◆ **Input material**
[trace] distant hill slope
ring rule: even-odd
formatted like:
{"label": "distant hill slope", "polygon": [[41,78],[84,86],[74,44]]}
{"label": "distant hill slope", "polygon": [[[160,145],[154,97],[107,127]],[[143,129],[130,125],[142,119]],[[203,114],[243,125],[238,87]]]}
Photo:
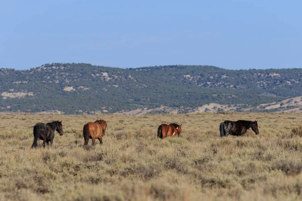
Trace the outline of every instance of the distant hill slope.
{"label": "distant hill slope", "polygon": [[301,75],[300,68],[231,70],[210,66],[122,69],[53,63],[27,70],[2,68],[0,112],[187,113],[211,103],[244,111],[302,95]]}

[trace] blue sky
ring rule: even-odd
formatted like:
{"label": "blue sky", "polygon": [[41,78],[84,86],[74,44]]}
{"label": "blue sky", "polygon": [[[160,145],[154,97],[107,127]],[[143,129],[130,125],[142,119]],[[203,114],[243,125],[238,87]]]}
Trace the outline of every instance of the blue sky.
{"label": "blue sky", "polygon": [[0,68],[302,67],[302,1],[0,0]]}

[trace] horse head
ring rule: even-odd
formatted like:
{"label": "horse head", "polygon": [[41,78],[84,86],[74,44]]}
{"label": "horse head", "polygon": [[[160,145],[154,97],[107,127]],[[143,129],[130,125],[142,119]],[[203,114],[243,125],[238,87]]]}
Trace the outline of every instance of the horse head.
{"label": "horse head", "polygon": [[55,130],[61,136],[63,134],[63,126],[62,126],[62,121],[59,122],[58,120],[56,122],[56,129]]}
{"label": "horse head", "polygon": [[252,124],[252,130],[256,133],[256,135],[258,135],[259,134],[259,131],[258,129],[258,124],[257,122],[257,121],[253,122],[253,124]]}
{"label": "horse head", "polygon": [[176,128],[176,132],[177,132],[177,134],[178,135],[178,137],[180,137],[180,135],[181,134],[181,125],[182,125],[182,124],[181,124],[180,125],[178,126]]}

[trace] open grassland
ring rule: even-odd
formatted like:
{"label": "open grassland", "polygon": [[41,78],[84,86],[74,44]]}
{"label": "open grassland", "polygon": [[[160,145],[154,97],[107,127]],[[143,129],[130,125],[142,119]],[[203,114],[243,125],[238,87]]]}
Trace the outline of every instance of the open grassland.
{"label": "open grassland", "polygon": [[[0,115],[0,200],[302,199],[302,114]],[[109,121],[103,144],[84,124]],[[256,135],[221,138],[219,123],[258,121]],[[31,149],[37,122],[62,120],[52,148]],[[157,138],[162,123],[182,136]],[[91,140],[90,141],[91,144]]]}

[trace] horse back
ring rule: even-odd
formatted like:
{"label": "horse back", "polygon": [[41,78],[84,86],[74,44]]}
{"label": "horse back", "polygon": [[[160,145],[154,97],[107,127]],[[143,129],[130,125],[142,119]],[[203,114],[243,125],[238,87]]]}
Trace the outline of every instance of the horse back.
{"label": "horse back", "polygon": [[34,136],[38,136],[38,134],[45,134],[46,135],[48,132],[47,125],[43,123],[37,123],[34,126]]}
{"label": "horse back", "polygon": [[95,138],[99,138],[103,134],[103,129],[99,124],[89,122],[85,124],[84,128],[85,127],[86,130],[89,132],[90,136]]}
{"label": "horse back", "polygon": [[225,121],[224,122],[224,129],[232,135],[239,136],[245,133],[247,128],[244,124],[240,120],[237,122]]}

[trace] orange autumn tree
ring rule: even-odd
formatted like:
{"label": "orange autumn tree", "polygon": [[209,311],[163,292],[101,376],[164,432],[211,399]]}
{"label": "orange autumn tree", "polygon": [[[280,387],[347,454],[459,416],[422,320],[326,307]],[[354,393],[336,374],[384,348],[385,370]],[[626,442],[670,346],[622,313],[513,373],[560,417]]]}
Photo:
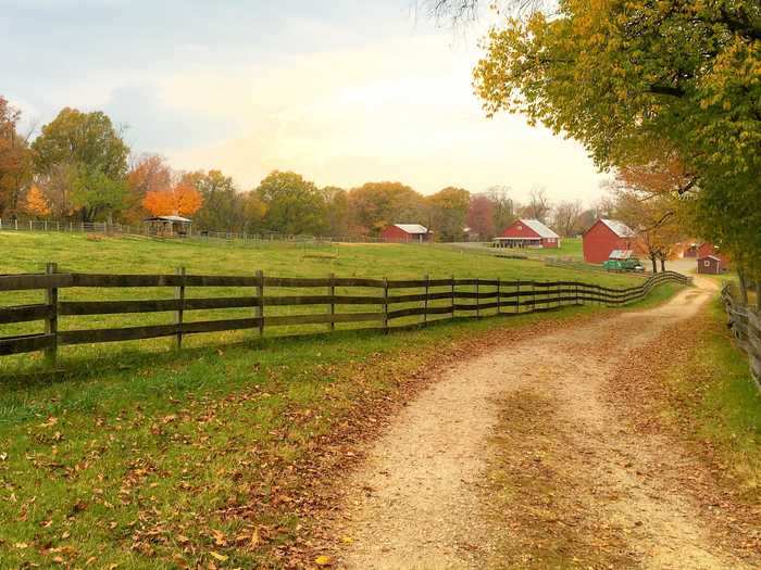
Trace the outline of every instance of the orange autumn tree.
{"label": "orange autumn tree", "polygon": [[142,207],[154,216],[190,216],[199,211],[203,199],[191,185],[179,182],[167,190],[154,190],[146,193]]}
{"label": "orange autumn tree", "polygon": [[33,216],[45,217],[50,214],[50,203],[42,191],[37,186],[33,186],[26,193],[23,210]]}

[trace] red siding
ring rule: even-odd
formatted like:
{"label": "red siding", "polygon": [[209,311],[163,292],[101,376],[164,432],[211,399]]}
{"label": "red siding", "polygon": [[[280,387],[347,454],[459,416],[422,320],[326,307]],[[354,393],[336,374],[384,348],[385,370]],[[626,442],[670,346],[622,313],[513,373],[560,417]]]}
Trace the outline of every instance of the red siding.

◆ **Problem statement**
Rewrite all of the rows above as a numbered list, omitting blank lines and leaving out the pictures.

◆ **Exercise response**
1. [trace] distant hill slope
2. ring rule: even-odd
3. formatted like:
4. {"label": "distant hill slope", "polygon": [[41,78],[84,86],[74,44]]}
5. {"label": "distant hill slope", "polygon": [[[160,145],[154,97],[107,127]],[[143,129],[130,125],[142,119]],[[203,114],[243,125],[238,87]]]}
6. Photo:
7. Trace the outline of every instance of the distant hill slope.
8. {"label": "distant hill slope", "polygon": [[301,75],[300,68],[231,70],[210,66],[122,69],[53,63],[27,70],[2,68],[0,112],[187,113],[211,103],[244,111],[302,95]]}
9. [trace] blue sky
10. ring rule: even-odd
11. formatted like:
12. {"label": "blue sky", "polygon": [[41,78],[84,86],[74,44]]}
13. {"label": "blue sky", "polygon": [[[160,145],[154,97],[107,127]],[[143,129],[130,125],[142,119]],[[203,114],[243,125],[238,87]]]}
14. Trace the outline of every instance of the blue sky.
15. {"label": "blue sky", "polygon": [[0,68],[302,67],[302,1],[0,0]]}
16. [trace] horse head
17. ring rule: even-odd
18. formatted like:
19. {"label": "horse head", "polygon": [[41,78],[84,86],[74,44]]}
20. {"label": "horse head", "polygon": [[[160,145],[154,97],[107,127]],[[143,129],[130,125],[142,119]],[[203,114],[243,125],[238,87]]]}
21. Trace the outline of every instance of the horse head.
22. {"label": "horse head", "polygon": [[55,130],[61,136],[63,134],[63,126],[62,126],[62,121],[59,122],[58,120],[56,122],[56,129]]}
23. {"label": "horse head", "polygon": [[252,124],[252,130],[256,133],[256,135],[258,135],[259,134],[259,131],[258,129],[258,124],[257,122],[257,121],[253,122],[253,124]]}
24. {"label": "horse head", "polygon": [[176,128],[176,132],[177,132],[177,134],[178,135],[178,137],[180,137],[180,135],[181,134],[181,125],[182,125],[182,124],[181,124],[180,125],[178,126]]}
25. [trace] open grassland
26. ring rule: even-odd
27. formatted like:
28. {"label": "open grassland", "polygon": [[41,78],[84,86],[74,44]]}
29. {"label": "open grassland", "polygon": [[[160,145],[154,97],[107,127]],[[143,129],[130,125],[142,119]],[[203,114],[243,125],[238,87]]]}
30. Trace the outline of every instance of the open grassland.
31. {"label": "open grassland", "polygon": [[[0,115],[0,200],[302,199],[302,114]],[[109,121],[103,144],[84,124]],[[256,135],[221,138],[219,123],[258,121]],[[31,149],[37,122],[62,120],[52,148]],[[157,138],[162,123],[182,136]],[[91,140],[90,141],[91,144]]]}
32. [trace] horse back
33. ring rule: even-odd
34. formatted like:
35. {"label": "horse back", "polygon": [[41,78],[84,86],[74,44]]}
36. {"label": "horse back", "polygon": [[[160,145],[154,97],[107,127]],[[143,129],[130,125],[142,119]],[[203,114],[243,125],[238,87]]]}
37. Trace the outline of every instance of the horse back.
38. {"label": "horse back", "polygon": [[34,136],[38,136],[38,134],[45,134],[46,135],[48,132],[47,125],[43,123],[37,123],[34,126]]}
39. {"label": "horse back", "polygon": [[95,138],[99,138],[103,134],[103,129],[99,124],[89,122],[85,124],[84,128],[85,127],[86,130],[89,132],[90,136]]}
40. {"label": "horse back", "polygon": [[225,121],[224,122],[224,129],[232,135],[239,136],[245,133],[247,128],[244,124],[240,120],[237,122]]}
41. [trace] orange autumn tree
42. ring rule: even-odd
43. formatted like:
44. {"label": "orange autumn tree", "polygon": [[209,311],[163,292],[101,376],[164,432],[211,399]]}
45. {"label": "orange autumn tree", "polygon": [[[280,387],[347,454],[459,416],[422,320],[326,307]],[[354,393],[336,374],[384,348],[385,370]],[[626,442],[670,346],[622,313],[513,373],[560,417]]]}
46. Photo:
47. Trace the outline of every instance of the orange autumn tree.
48. {"label": "orange autumn tree", "polygon": [[142,207],[154,216],[190,216],[199,211],[203,199],[191,185],[179,182],[167,190],[154,190],[146,193]]}
49. {"label": "orange autumn tree", "polygon": [[33,216],[45,217],[50,214],[50,203],[42,191],[37,186],[33,186],[26,193],[23,210]]}
50. [trace] red siding
51. ring rule: even-odd
52. formatted like:
53. {"label": "red siding", "polygon": [[209,311],[163,292],[101,376],[164,432],[211,399]]}
54. {"label": "red siding", "polygon": [[[280,387],[347,454],[459,416],[422,320],[326,307]],[[354,393],[336,374],[384,348],[385,370]],[[626,442],[670,346],[622,313],[513,373],[560,417]]]}
55. Trace the outline of every instance of the red siding.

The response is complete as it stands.